REQUIRED TASK -
Copy the rows starting with the one that contains "Find the gray" and continuing through the last row. Leave the requests and their sample points unchanged, and increase each coordinate in the answers by 117.

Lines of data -
════════
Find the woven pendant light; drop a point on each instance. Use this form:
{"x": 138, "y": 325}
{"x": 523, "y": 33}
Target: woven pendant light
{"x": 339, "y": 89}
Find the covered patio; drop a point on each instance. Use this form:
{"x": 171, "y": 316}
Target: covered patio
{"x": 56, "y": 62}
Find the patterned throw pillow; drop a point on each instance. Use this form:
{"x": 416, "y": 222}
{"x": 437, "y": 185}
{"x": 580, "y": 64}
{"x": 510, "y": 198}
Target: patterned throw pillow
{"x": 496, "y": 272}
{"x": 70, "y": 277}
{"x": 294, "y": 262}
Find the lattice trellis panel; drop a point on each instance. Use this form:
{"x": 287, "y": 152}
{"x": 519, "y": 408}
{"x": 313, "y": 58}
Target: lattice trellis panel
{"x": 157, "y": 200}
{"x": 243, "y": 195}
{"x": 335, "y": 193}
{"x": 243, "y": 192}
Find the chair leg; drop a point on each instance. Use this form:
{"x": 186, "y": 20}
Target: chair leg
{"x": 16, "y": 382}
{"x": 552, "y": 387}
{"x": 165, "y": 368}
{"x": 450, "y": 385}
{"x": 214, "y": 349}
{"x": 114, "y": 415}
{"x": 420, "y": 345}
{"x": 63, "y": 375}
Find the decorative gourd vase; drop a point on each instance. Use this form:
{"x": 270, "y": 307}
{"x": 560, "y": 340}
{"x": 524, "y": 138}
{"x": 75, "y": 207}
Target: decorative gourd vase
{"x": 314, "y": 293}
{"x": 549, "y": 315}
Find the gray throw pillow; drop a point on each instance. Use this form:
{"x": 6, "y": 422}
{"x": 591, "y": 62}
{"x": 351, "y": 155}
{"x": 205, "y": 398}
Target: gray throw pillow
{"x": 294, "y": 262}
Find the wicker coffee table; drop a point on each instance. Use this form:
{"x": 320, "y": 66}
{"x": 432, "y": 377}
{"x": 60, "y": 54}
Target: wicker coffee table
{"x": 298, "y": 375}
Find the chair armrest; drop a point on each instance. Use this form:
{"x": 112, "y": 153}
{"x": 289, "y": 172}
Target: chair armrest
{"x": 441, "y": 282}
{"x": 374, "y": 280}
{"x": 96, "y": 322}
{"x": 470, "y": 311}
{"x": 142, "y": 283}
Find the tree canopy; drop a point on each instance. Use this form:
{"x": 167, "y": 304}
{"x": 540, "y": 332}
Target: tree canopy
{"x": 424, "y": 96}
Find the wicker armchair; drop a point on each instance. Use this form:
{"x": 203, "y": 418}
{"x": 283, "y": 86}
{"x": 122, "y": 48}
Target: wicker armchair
════════
TASK OUTPUT -
Find the gray throw pillow; drop a point on each instance. Use this form:
{"x": 6, "y": 422}
{"x": 591, "y": 62}
{"x": 351, "y": 155}
{"x": 205, "y": 398}
Target: gray throw pillow
{"x": 411, "y": 379}
Find the wicker coffee table; drop a point on each instance. Use this form:
{"x": 320, "y": 66}
{"x": 432, "y": 377}
{"x": 60, "y": 54}
Target: wicker coffee table
{"x": 415, "y": 492}
Find the chair armrest; drop a point on each instance. Use this form:
{"x": 112, "y": 153}
{"x": 289, "y": 172}
Target: chair armrest
{"x": 558, "y": 399}
{"x": 491, "y": 397}
{"x": 213, "y": 439}
{"x": 587, "y": 428}
{"x": 259, "y": 400}
Find the tree canopy; drop a point on each instance. Use this form:
{"x": 167, "y": 304}
{"x": 540, "y": 332}
Target: tree canopy
{"x": 541, "y": 213}
Find the wicker armchair; drop a point on each instance. Use this form:
{"x": 203, "y": 418}
{"x": 283, "y": 86}
{"x": 122, "y": 48}
Target: wicker armchair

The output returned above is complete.